● **Task goal**
Could you restate exactly the lines that begin at the line with "Could you please indicate the black" and end at the final line of the data?
*** Data supplied ***
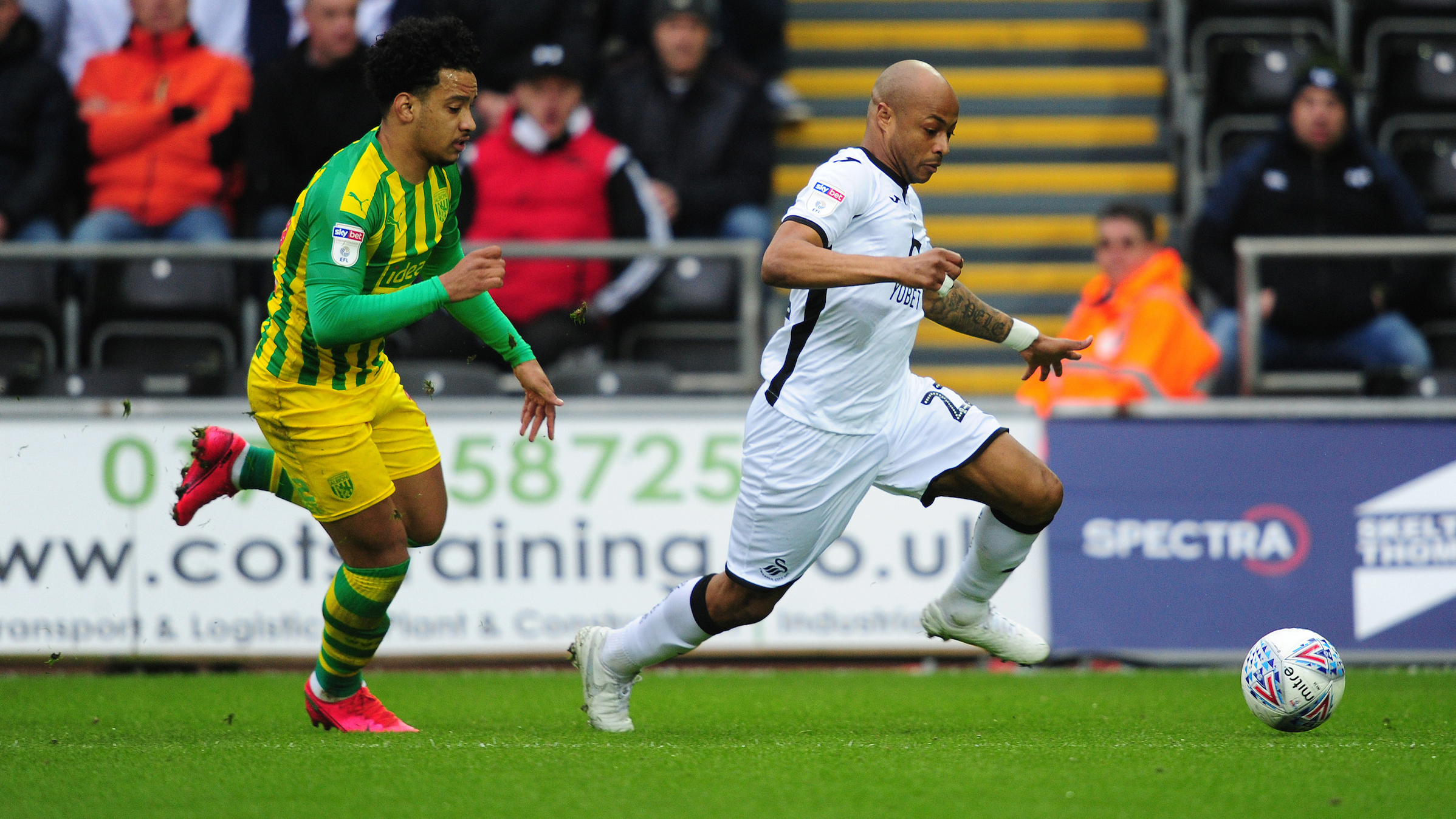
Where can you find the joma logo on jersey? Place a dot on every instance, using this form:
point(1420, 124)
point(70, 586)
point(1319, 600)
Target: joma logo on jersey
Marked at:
point(958, 414)
point(402, 274)
point(829, 191)
point(775, 569)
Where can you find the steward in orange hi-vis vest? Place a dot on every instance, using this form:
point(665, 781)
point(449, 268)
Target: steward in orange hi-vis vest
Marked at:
point(1148, 342)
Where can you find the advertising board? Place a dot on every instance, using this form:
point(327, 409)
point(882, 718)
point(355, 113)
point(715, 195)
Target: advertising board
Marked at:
point(1203, 534)
point(631, 499)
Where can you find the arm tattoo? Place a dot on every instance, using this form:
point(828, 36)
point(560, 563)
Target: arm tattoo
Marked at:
point(963, 312)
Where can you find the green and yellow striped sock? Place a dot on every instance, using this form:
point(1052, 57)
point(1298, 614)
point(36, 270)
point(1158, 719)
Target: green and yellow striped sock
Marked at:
point(354, 623)
point(263, 470)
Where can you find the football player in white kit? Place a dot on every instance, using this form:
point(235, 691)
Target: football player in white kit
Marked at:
point(842, 412)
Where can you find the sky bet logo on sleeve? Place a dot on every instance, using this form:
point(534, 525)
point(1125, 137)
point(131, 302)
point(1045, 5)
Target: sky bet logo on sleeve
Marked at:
point(347, 242)
point(829, 191)
point(1270, 540)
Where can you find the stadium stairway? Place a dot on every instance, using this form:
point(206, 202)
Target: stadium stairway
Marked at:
point(1060, 112)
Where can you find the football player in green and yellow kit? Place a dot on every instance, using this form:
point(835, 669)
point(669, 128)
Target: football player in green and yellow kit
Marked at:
point(373, 246)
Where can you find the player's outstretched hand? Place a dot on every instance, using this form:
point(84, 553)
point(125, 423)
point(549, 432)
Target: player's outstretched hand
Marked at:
point(478, 272)
point(1049, 352)
point(929, 270)
point(541, 399)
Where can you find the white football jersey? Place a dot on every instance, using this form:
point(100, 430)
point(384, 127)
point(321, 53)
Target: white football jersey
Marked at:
point(839, 358)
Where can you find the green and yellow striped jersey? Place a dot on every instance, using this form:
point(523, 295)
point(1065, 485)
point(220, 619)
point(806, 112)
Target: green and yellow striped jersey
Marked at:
point(355, 211)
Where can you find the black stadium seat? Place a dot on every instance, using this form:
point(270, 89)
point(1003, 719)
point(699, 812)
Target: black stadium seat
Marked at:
point(28, 348)
point(171, 318)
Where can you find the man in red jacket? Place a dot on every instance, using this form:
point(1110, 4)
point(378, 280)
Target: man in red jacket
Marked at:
point(546, 174)
point(163, 120)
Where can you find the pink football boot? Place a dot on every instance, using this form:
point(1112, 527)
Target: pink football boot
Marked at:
point(210, 476)
point(360, 712)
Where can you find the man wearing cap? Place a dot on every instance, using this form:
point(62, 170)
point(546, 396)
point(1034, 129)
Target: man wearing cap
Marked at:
point(549, 175)
point(699, 123)
point(1317, 176)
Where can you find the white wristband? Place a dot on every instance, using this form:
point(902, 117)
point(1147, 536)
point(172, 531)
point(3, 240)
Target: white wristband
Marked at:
point(1021, 335)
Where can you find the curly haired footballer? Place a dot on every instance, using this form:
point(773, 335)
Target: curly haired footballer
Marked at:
point(410, 56)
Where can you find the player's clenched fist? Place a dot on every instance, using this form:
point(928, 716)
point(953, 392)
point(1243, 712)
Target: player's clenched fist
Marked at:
point(929, 270)
point(478, 272)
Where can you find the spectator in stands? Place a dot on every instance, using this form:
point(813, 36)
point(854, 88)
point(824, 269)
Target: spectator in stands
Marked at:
point(50, 15)
point(551, 175)
point(1148, 340)
point(276, 27)
point(506, 31)
point(165, 120)
point(752, 31)
point(97, 27)
point(34, 131)
point(1315, 178)
point(306, 106)
point(699, 123)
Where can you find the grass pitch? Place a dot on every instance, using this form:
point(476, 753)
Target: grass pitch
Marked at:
point(727, 744)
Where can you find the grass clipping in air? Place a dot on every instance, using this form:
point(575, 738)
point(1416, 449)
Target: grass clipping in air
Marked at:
point(1052, 744)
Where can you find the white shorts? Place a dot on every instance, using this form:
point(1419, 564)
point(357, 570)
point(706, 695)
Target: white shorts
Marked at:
point(801, 485)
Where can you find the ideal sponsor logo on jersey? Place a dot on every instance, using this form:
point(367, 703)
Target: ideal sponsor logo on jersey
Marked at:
point(347, 242)
point(1270, 540)
point(1406, 540)
point(829, 191)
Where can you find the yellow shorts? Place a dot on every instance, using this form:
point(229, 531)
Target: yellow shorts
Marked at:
point(343, 448)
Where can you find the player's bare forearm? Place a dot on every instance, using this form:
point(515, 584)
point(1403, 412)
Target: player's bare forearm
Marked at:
point(964, 312)
point(797, 259)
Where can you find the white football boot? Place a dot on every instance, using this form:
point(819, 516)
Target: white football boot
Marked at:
point(980, 625)
point(606, 694)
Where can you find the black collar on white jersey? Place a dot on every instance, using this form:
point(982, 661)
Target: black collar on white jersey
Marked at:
point(884, 168)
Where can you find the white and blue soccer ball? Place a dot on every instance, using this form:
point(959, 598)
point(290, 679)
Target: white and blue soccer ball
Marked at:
point(1293, 680)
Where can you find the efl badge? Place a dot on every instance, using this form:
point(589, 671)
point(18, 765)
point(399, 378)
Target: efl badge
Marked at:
point(347, 242)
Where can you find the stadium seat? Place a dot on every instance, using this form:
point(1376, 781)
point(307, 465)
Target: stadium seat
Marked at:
point(696, 289)
point(425, 379)
point(1416, 72)
point(1231, 135)
point(28, 349)
point(1255, 75)
point(589, 377)
point(1424, 146)
point(171, 318)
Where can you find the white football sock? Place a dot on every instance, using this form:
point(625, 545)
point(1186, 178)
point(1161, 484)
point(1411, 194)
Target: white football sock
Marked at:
point(236, 475)
point(660, 635)
point(997, 549)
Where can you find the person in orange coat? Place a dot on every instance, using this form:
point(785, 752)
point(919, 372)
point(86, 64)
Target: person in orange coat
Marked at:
point(163, 120)
point(1148, 341)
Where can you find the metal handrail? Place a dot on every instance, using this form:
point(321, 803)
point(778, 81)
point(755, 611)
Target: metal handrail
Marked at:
point(1251, 249)
point(749, 253)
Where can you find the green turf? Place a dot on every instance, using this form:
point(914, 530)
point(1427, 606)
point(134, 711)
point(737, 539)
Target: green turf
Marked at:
point(727, 744)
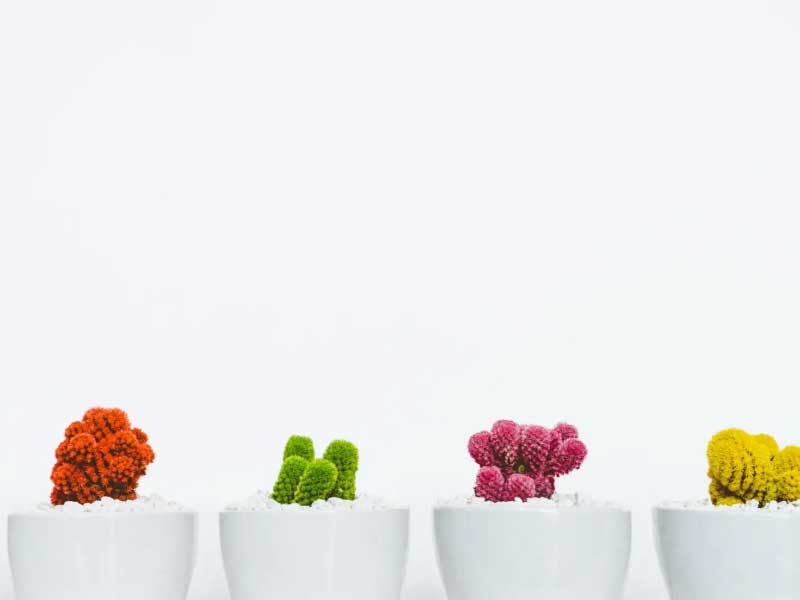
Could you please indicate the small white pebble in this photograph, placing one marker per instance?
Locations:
(153, 503)
(557, 501)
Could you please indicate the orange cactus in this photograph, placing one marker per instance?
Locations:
(100, 456)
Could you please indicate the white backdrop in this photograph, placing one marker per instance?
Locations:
(395, 223)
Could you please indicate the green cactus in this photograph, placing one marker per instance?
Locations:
(286, 485)
(298, 445)
(344, 455)
(316, 483)
(303, 479)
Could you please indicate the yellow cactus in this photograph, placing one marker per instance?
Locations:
(744, 467)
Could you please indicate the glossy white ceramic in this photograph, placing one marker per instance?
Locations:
(513, 553)
(102, 556)
(728, 555)
(315, 555)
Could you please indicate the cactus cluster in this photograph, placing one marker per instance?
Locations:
(101, 455)
(304, 479)
(523, 461)
(744, 467)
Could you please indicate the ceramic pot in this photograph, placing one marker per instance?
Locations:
(724, 554)
(310, 555)
(508, 552)
(97, 556)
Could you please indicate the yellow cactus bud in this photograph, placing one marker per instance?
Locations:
(744, 467)
(788, 484)
(769, 442)
(787, 459)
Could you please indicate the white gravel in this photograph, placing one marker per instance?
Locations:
(261, 501)
(557, 501)
(751, 507)
(154, 503)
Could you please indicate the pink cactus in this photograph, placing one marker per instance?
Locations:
(523, 461)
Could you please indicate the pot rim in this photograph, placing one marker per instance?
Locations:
(102, 515)
(310, 511)
(729, 513)
(516, 508)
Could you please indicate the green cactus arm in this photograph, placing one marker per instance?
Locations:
(316, 483)
(298, 445)
(288, 479)
(344, 455)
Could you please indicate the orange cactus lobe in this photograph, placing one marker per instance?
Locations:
(100, 456)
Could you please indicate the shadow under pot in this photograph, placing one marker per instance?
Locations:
(515, 552)
(85, 556)
(729, 554)
(310, 554)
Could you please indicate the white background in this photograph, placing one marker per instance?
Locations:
(395, 223)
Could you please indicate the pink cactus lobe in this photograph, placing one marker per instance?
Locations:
(569, 457)
(519, 486)
(545, 487)
(523, 461)
(480, 449)
(504, 440)
(490, 484)
(566, 431)
(535, 447)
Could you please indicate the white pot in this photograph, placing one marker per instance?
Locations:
(311, 555)
(518, 553)
(728, 554)
(102, 556)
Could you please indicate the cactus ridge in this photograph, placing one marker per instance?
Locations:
(744, 467)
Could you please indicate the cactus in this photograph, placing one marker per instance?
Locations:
(303, 479)
(344, 455)
(298, 445)
(523, 461)
(744, 467)
(101, 455)
(317, 482)
(288, 479)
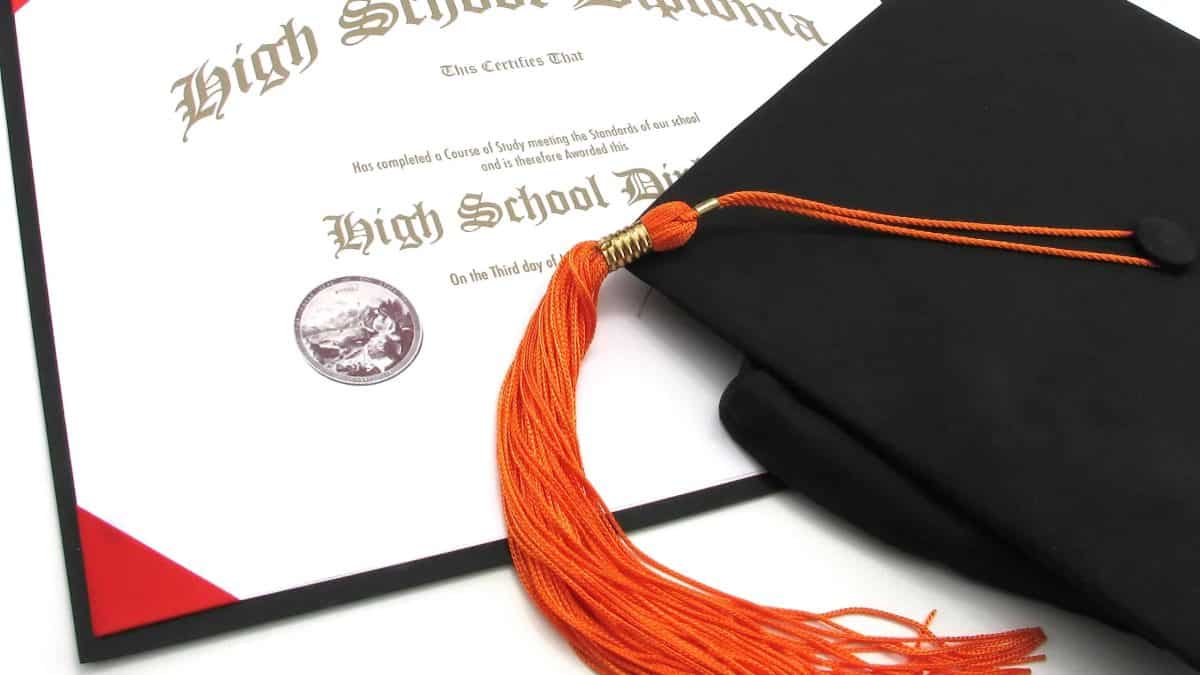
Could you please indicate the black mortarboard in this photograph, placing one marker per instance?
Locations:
***
● **Final answer**
Could you please indicate the black mortarboard in this photograph, placing one marker per instance?
Locations:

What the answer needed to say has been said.